Mais où donc observer de beaux Genévriers à Fontainebleau ?


Je n'ai pas encore trouver celui-ci, photographié il y a plus de cent ans et que l'auteur estimait agé de 400 ans (Numéro d'inventaire : 0003.00420.34, Auteur(s) : Neurdein Frères, Type de document : vue sur verre, Date : 1900 (vers) Collection : D- Sciences sociales, Description : Positif sur verre
Mesures : hauteur : 85 mm ; largeur : 100 mm Notes : Vue extraite d'une série diffusée par le Musée pédagogique. source)


En revanche, je suis tombé sur celui-là (entre autres) dans les hauteurs du Cuvier est qui est déjà pas mal !

• _ENTRÉES PRÉSENTÉES_:
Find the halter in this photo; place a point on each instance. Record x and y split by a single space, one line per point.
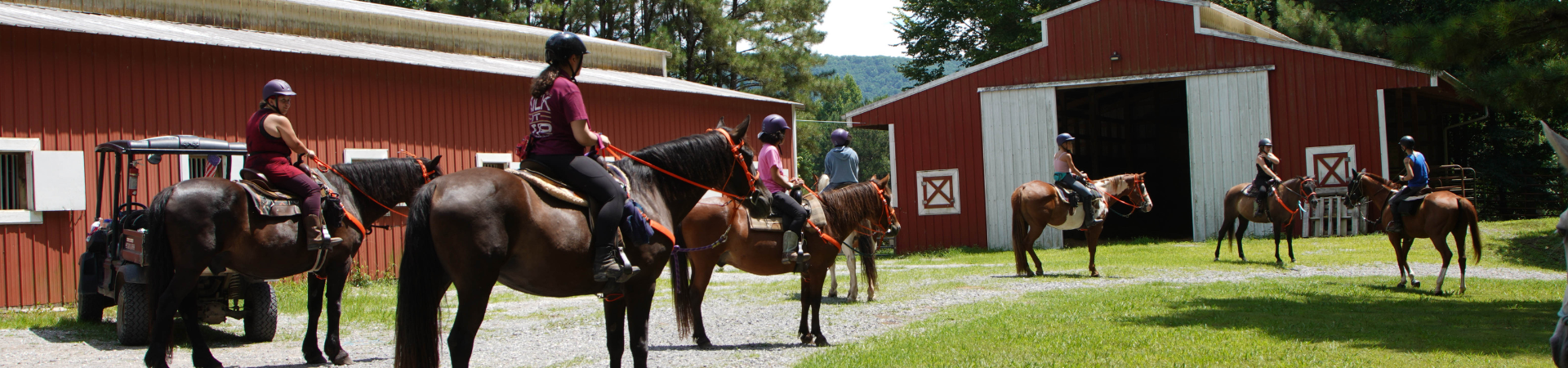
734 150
---
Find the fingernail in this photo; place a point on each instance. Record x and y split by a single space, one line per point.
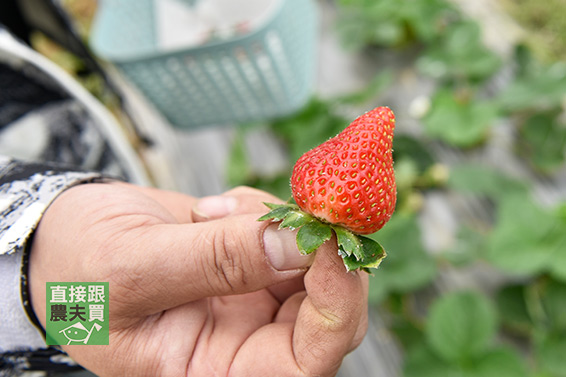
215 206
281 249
--
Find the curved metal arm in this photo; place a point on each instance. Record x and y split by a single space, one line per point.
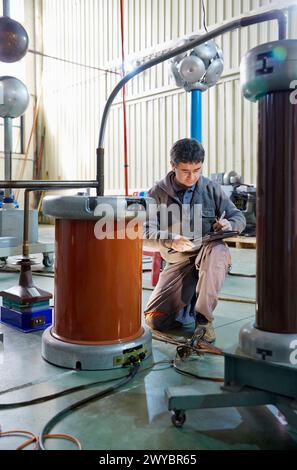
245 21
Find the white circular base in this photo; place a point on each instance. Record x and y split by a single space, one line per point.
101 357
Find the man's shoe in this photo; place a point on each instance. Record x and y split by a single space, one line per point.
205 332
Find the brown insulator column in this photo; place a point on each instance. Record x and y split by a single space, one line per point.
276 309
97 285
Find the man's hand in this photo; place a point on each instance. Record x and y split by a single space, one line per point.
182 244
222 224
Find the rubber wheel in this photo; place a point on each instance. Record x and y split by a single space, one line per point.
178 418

• _CONSIGNES DE L'EXERCICE_:
a - Comptez les lignes des entrées qui contiennent la chaîne « line ». Donnez seulement ce nombre.
b - Reprenez le texte sur les genévriers de Fontainebleau à la suite de sa dernière phrase.
Le texte et les entrées n'ont aucun lien entre eux.

• _RÉPONSES RÉDIGÉES_:
a - 8

b -
Ces arbustes sont souvent disséminés et de petite taille car poussant sous le couvert des pins. Toutefois, en dehors de quelques très beaux sujets dans le Coquibus et dans les Trois Pignons, la plus belle concentration est à mon gout, celle du Cuvier Châtillon. Dans le site d'escalade du Bas Cuvier, certains vieux sujets servent même à la descente des blocs ! Mais il faut parfois s'éloigner un peu des blocs d'escalade et des sentiers pour en trouver des encore plus vieux et plus gros.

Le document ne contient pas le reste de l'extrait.